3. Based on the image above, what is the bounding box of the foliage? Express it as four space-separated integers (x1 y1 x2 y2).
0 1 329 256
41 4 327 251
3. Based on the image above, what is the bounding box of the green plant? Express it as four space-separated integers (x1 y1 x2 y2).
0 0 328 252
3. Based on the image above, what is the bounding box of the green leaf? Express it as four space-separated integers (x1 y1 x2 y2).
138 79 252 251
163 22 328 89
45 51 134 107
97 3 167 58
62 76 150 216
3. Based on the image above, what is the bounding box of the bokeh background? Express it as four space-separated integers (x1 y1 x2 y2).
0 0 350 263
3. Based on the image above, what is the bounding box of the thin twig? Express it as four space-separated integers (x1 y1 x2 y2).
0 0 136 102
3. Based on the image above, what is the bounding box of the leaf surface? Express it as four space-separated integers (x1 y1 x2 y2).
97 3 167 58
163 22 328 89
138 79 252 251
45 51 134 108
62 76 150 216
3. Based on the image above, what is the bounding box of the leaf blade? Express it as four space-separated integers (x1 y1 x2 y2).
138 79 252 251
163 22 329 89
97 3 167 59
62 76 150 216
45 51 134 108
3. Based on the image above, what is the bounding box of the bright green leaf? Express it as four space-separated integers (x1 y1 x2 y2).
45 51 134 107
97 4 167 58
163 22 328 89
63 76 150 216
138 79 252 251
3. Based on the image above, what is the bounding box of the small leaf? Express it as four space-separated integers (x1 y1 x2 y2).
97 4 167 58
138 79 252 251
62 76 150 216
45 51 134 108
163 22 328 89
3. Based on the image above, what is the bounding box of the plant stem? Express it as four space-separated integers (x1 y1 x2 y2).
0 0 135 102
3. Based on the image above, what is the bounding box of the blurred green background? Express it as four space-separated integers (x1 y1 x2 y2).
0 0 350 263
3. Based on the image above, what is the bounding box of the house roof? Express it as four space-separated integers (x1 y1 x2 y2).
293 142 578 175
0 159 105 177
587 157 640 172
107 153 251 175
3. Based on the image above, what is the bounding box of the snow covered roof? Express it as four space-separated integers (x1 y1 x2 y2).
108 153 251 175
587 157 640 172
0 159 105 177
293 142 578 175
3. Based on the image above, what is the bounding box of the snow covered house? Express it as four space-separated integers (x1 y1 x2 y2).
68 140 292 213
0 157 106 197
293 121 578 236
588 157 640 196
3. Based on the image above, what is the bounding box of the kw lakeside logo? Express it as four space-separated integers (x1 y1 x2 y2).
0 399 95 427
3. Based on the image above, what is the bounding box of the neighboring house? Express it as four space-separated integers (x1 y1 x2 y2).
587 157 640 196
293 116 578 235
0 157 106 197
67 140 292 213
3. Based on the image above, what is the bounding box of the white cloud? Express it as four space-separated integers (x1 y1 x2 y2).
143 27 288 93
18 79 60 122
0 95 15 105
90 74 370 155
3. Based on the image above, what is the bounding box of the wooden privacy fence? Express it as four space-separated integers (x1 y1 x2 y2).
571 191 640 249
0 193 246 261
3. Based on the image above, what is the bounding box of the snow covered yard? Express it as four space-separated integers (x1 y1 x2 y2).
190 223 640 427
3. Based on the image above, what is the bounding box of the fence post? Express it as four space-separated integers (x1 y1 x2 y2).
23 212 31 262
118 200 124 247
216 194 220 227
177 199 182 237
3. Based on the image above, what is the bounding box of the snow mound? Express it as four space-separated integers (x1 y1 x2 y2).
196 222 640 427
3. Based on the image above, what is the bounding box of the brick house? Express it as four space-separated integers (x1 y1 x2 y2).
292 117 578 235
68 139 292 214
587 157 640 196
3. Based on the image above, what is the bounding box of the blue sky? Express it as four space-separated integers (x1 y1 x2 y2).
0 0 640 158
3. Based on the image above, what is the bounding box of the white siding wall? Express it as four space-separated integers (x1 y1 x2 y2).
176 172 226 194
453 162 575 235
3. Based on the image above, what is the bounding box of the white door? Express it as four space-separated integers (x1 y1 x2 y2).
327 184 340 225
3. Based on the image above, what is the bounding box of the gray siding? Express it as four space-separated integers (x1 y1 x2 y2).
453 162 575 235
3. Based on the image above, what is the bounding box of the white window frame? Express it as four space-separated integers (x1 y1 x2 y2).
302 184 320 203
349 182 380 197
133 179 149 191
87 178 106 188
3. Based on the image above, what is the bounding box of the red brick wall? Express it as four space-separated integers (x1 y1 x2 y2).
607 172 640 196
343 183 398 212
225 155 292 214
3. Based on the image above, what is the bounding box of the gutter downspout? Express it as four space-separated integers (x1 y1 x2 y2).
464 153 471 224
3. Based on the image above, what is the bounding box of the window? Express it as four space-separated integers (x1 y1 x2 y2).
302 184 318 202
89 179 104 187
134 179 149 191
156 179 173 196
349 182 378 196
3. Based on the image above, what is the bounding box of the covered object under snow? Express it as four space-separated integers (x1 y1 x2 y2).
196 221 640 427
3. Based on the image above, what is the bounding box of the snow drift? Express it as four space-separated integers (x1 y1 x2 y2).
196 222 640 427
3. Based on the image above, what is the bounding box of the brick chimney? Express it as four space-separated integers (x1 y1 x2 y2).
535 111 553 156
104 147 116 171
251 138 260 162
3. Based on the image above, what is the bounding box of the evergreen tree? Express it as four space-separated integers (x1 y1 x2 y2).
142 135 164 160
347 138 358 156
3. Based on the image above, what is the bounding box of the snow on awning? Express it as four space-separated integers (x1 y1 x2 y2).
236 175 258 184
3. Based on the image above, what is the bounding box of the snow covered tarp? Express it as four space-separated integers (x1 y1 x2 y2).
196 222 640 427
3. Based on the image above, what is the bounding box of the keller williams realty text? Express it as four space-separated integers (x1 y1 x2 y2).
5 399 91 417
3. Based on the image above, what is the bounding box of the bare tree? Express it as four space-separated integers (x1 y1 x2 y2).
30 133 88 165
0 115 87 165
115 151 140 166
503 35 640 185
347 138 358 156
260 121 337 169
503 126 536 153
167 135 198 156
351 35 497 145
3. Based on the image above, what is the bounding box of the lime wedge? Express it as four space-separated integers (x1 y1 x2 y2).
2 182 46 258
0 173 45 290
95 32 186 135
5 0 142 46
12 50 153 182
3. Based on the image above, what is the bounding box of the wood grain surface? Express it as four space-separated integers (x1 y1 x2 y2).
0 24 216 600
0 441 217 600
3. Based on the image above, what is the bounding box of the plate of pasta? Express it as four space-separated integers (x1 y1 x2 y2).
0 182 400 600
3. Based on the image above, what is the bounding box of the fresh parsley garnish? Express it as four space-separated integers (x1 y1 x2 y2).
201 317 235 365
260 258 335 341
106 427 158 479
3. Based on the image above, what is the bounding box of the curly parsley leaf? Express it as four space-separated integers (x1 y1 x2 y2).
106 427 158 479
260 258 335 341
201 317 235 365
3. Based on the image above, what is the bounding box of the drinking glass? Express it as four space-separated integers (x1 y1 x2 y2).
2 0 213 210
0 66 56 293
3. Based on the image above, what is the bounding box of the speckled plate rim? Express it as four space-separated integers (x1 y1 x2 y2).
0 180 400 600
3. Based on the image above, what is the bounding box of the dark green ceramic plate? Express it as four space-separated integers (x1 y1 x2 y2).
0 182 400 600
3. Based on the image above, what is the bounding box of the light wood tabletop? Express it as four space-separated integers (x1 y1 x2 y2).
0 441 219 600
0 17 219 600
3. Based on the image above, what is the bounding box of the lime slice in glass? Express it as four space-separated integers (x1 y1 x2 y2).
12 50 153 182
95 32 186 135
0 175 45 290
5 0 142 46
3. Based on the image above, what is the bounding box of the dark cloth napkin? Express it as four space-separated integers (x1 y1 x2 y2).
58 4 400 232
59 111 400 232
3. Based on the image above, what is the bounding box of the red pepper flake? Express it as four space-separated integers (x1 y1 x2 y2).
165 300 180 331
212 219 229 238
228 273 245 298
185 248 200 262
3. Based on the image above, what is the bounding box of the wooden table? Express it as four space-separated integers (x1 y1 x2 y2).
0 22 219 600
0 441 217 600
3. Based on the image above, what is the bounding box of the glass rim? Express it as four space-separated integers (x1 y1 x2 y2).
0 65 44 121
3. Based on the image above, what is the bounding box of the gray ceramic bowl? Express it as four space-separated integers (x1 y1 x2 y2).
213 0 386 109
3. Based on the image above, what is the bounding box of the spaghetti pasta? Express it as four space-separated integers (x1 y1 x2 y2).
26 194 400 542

### [TASK GOAL]
Reproduce the material above word for word, from its first line through the line with "41 4 327 251", including both of those lines.

### [FULL RESPONSE]
3. Based on the image above, what is the bounding box of the foliage? Express it as four space-separated integers (x1 y1 x2 y2).
0 1 329 256
41 4 327 251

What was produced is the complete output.